> Document section
☆ ☆ ☆ ☆ ☆

Plan to change sentencing for mentally ill has merit

But the reforms will work only if they are backed by the dollars necessary to properly treat mentally ill offenders. We aren't convinced that will happen.


When the mentally ill commit crimes, should they be punished for their behavior or treated for their illness?

That's a question society has been wrestling with for centuries. And, unfortunately, many of the answers have not necessarily served society or the mentally ill.

We for too long locked away the mentally ill who committed crimes in prisons without much, if any, treatment. Then society took a different view and those who were found not guilty by reason of insanity were supposed to get treatment, but often didn't get help they needed.

Clearly this is a complex issue. It's also very emotional as the victims are outraged when someone is found not guilty by reason of insanity.

Gov. Chris Gregoire is seeking to amend the law to add a new sentencing option for the mentally ill. It would allow the state to punish offenders for their crimes and treat their mental illness in prison instead of in a state psychiatric hospital. This, the governor said, would allow the option of finding offenders guilty and mentally ill.

A Republican state senator, Mike Carrell of Lakewood, is also tackling this issue. The Seattle Times reported last week that he has introduced legislation to allow for verdicts of guilty and mentally ill if a judge or jury finds they committed the crime, they were not found legally insane but were mentally ill when the defendants committed the crime and their actions were affected by the mental illness. Thirteen states have adopted guilty and mentally ill options verdicts.

"I'm confident we ... are going to have some kind of guilty and mentally ill bill that will end up on the governor's desk," Carrell said.

The idea, in theory, has merit. Those who are a danger to society because they are mentally ill need help. It benefits the individuals, their family and all of society.

However, we are skeptical the state will make sufficient mental health treatment available to these offenders.

The state now faces a huge revenue shortfall of $2.6 billion. Deep cuts are likely to come state agencies, including corrections.

One of our biggest concerns is the mentally ill will be sentenced to the Washington State Penitentiary and other prisons around the state, but those facilities will not have staff or programs in place to properly care for those inmates. This will put the prisons' staffs and other inmates at risk.

And if these offenders are not treated and are released from custody -- and most will be released -- they will still be a danger to society.

Yes, we agree the current system is flawed.

But the governor and Legislature shouldn't make dramatic reforms unless those reforms are backed by the dollars necessary to properly treat mentally ill offenders.

☆ ☆ ☆ ☆ ☆

> Information supplied
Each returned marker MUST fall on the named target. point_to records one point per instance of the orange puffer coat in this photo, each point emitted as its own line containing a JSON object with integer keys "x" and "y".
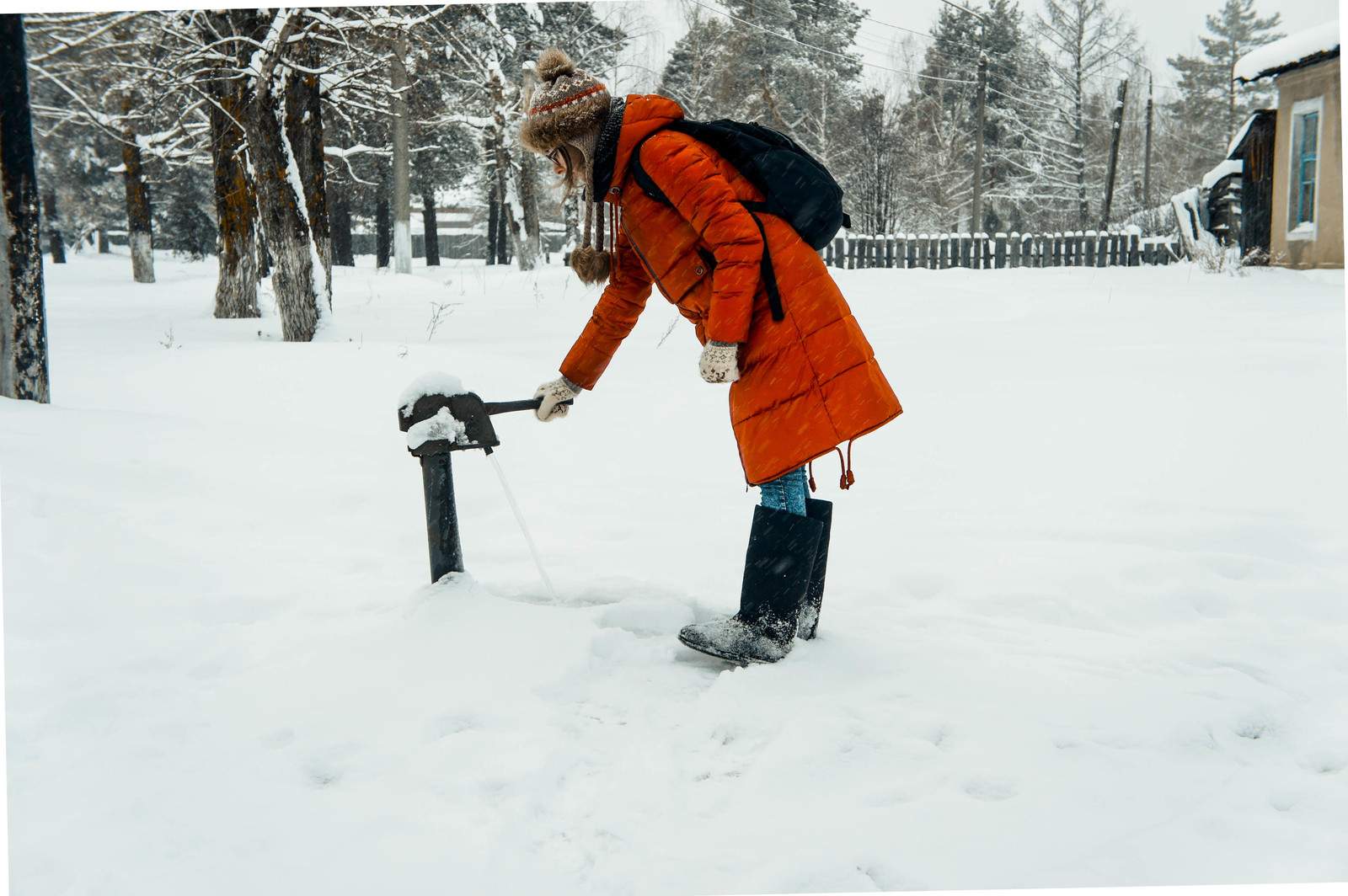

☆ ☆ ☆ ☆ ☆

In two sentences, how would you sum up the piece above on sentencing mentally ill offenders?

Gov. Chris Gregoire and Republican state Sen. Mike Carrell are each seeking to allow offenders to be found guilty and mentally ill, so the state could punish them for their crimes and treat their illness in prison. The piece says the idea has merit in theory but doubts that the state, facing a $2.6 billion revenue shortfall, will provide enough treatment, and argues that the reforms should not be made unless they are backed by the dollars needed.